Document segment:
Harry’s Heart-2-Hart: Just Not Enough

 By Harry Mitchell

Harry Mitchell
Harry Mitchell

Hello and a happy spring to all of you loyal beat readers. If you’re anything like me, I’ll bet you’re glad to see the warm weather emerging with it’s April showers and May flowers blooming. I know that you will probably be inclined to agree with me when I say that it would be the understatement of the year to say that this past winter has been rough, especially for the homeless.

Homelessness has come a long way since the days of the vagrant hobo walking down the railways of past Americana. With his few meager belongings wrapped up in a bandana tied to the end of a stick, looking and hoping to find a place to sleep for the night, he would look in an empty railroad boxcar or maybe a secluded spot somewhere in the semi-wilderness on the outskirts of a small town to take a load off, then build a small inconspicuous camp fire, roasting a frankfurter accompanied by a can of beans. Compared to the present times, the image is considered nostalgic and the hobo himself is an almost mythical lovable down on his luck character of American history.

Given information:
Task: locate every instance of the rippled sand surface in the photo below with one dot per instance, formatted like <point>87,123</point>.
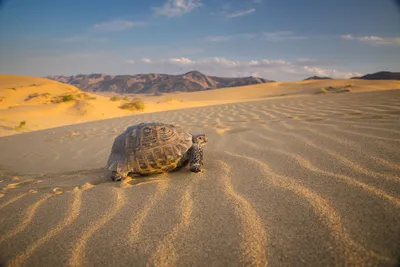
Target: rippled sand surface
<point>305,181</point>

Goal:
Rewrite the paragraph of the column on homelessness that begins "Homelessness has come a long way" in a shorter form that keeps its main facts. The lines here have nothing to do with the exercise.

Problem solution:
Homelessness has changed greatly since the days of the vagrant hobo walking the railways of past Americana. He carried his few belongings in a bandana tied to a stick and looked for a place to sleep, such as an empty railroad boxcar or a secluded spot on the edge of a small town. There he built a small campfire and roasted a frankfurter with a can of beans. Today that image is seen as nostalgic, and the hobo as an almost mythical, lovable, down-on-his-luck figure of American history.